* Exercise requirements *
Please copy each line of the data that includes the string "dark".
____ Material shown
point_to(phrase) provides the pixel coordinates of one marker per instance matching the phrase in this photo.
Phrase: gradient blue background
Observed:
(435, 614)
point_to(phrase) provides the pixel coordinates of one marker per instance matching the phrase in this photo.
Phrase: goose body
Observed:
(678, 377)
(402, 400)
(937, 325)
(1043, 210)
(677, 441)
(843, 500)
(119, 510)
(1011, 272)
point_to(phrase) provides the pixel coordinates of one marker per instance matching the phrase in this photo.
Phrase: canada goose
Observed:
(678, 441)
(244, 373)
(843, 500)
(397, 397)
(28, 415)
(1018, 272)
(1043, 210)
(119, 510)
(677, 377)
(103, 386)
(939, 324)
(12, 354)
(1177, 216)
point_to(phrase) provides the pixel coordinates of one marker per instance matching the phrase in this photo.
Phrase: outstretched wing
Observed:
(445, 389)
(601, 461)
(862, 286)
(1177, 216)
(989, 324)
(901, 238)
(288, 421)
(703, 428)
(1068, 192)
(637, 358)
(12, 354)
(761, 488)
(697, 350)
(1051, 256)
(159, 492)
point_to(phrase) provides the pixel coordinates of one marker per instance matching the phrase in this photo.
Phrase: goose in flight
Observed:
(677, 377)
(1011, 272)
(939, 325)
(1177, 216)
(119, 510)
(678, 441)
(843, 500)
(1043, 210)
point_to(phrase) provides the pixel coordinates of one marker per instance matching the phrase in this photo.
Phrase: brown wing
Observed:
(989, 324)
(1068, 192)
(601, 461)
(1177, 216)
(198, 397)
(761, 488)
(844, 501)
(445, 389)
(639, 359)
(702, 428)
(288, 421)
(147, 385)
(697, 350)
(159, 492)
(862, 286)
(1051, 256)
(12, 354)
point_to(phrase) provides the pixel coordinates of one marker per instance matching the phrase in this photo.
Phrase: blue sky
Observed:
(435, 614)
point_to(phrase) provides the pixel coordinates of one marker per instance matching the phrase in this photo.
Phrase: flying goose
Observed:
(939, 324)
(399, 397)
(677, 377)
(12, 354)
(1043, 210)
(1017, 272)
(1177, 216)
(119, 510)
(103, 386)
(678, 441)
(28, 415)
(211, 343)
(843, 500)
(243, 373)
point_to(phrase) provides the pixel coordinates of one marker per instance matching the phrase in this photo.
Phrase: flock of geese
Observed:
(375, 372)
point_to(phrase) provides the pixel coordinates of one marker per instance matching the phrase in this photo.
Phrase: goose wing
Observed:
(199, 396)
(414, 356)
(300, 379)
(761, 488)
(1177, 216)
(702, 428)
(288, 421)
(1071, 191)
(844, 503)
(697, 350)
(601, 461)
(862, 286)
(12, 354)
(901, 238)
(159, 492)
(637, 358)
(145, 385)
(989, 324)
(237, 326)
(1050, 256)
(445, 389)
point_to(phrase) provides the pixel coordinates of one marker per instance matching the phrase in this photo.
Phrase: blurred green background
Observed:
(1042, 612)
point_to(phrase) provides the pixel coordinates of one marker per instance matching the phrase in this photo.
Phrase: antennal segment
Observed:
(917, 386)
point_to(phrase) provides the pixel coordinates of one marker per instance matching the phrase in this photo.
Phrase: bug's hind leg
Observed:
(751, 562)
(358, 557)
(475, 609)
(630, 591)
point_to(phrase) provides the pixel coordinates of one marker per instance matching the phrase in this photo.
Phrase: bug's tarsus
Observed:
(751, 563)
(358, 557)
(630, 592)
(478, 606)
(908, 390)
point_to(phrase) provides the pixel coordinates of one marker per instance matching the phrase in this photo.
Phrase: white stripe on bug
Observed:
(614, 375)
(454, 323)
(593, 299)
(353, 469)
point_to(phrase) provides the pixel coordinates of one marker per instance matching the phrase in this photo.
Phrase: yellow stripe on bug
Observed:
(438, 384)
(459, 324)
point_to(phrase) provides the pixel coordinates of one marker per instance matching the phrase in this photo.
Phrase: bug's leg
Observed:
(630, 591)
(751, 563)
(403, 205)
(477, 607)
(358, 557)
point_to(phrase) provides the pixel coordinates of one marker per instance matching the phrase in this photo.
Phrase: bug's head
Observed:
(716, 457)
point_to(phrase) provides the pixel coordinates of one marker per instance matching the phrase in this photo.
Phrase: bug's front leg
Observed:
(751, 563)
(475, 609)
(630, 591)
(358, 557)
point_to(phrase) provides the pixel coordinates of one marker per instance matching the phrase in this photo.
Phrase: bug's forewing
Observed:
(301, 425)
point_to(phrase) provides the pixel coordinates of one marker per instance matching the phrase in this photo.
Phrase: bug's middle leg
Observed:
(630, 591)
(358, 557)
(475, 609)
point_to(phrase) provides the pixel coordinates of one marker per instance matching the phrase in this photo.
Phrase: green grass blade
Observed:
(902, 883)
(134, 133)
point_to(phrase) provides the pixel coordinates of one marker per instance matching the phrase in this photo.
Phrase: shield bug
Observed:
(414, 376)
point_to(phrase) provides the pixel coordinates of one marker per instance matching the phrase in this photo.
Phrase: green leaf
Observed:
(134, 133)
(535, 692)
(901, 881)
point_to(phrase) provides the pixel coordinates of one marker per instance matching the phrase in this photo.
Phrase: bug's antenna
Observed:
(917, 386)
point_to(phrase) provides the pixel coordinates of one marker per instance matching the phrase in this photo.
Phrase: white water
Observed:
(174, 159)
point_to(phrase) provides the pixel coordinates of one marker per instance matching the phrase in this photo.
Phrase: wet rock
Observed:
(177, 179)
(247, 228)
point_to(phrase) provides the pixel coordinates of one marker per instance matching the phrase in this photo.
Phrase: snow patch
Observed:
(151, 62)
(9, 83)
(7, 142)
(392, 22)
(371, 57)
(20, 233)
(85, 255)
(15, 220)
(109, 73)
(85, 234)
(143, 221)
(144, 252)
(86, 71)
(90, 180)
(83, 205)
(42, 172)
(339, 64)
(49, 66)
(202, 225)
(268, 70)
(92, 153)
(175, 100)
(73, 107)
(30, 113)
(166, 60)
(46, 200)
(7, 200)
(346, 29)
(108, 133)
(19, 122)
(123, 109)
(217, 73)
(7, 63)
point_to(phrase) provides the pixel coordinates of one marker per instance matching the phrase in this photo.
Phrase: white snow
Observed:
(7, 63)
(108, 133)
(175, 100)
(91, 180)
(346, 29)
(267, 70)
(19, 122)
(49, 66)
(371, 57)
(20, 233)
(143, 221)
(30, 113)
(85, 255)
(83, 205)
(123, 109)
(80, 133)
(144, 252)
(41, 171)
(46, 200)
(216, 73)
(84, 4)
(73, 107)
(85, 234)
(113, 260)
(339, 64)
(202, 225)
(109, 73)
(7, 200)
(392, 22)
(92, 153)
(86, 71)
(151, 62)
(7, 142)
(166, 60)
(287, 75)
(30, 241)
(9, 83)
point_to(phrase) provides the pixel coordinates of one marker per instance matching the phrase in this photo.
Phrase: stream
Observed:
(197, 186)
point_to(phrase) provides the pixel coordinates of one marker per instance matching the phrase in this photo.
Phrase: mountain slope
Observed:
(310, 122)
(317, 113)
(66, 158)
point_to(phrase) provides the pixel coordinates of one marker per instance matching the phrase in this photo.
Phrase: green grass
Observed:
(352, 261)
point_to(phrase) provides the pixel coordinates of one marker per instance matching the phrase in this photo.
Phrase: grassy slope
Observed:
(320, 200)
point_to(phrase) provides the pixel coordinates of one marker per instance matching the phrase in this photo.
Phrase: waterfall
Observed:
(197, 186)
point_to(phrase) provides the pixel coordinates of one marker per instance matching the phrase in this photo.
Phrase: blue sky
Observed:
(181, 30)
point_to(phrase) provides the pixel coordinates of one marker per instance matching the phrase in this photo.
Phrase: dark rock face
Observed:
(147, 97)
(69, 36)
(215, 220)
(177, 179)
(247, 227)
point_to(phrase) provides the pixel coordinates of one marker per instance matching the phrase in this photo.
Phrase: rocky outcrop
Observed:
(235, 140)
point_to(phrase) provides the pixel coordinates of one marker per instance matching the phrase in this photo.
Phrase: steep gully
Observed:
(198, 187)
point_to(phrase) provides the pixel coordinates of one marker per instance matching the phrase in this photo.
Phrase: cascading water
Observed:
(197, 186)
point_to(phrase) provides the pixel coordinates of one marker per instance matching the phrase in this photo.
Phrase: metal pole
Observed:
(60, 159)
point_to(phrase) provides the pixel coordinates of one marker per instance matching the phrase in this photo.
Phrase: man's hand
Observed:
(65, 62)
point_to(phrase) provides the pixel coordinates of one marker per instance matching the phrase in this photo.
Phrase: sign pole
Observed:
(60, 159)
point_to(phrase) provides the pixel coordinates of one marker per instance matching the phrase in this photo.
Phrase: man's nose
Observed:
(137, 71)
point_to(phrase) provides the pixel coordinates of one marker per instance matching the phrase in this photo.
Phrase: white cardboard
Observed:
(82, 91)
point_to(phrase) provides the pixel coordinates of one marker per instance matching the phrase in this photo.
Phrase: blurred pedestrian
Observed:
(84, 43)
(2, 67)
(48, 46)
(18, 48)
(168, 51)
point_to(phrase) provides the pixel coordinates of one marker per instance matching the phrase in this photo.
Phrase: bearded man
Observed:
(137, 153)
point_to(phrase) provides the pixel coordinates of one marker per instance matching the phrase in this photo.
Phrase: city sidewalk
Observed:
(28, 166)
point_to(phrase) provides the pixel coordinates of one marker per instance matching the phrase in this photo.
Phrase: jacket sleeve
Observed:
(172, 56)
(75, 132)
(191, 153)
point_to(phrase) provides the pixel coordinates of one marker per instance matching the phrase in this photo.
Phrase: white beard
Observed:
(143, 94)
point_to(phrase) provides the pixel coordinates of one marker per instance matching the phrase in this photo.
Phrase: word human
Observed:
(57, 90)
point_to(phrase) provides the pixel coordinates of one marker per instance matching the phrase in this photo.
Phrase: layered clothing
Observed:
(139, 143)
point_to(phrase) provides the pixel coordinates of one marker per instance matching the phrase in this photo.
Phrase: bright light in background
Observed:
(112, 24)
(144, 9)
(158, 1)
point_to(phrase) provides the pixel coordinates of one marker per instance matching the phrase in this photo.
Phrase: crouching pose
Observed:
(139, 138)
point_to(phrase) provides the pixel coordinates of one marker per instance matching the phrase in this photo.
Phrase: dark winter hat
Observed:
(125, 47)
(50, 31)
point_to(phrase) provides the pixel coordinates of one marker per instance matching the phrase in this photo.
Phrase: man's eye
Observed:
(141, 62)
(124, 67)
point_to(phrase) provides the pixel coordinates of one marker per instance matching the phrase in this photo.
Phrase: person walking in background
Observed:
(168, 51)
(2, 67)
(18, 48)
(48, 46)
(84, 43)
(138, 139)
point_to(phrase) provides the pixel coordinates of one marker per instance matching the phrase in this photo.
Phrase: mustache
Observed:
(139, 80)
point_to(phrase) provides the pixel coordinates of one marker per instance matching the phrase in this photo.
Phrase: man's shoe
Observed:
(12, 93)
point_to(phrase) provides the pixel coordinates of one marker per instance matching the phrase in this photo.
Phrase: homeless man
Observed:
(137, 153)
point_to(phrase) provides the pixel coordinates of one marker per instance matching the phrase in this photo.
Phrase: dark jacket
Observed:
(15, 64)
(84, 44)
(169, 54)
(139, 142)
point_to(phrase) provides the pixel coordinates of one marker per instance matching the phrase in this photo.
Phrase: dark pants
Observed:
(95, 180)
________
* Task answer *
Phrase: dark rock face
Phrase: dark winter hat
Phrase: dark jacket
Phrase: dark pants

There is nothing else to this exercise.